PROMPT: Count how many of the lines below contain the string "flag", with case counting, and reply with only that number.

EXTRACTED DATA:
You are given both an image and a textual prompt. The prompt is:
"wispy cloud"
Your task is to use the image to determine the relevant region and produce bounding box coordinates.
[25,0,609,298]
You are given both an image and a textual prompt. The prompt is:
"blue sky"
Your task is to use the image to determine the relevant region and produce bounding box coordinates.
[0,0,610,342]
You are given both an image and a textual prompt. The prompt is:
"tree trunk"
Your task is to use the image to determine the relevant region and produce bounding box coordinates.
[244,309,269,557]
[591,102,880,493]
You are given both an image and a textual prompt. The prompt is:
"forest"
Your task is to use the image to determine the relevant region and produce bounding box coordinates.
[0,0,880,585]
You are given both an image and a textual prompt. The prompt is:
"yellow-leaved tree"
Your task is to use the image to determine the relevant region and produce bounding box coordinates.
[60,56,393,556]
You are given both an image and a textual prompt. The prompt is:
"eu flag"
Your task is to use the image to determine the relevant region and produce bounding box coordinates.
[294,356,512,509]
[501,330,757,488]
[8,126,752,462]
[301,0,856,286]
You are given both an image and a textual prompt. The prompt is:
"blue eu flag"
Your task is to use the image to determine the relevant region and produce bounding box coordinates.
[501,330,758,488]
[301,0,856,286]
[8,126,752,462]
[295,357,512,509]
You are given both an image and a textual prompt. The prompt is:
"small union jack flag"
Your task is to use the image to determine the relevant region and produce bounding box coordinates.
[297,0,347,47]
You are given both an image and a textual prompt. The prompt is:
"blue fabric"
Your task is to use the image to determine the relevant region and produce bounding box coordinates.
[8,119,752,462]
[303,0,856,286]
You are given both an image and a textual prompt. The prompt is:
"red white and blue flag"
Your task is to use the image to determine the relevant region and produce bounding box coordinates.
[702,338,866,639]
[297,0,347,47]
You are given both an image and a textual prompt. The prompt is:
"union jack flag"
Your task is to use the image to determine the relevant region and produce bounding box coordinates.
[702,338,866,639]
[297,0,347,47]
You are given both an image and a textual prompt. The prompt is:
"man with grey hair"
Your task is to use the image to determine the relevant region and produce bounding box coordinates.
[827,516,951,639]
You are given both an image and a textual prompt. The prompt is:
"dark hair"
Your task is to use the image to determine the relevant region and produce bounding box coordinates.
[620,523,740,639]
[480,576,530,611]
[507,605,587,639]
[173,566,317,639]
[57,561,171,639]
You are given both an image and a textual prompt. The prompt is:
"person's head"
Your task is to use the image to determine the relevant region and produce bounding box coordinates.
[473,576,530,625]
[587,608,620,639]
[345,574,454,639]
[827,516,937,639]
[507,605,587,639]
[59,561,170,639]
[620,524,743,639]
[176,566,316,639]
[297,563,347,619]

ANSWER: 5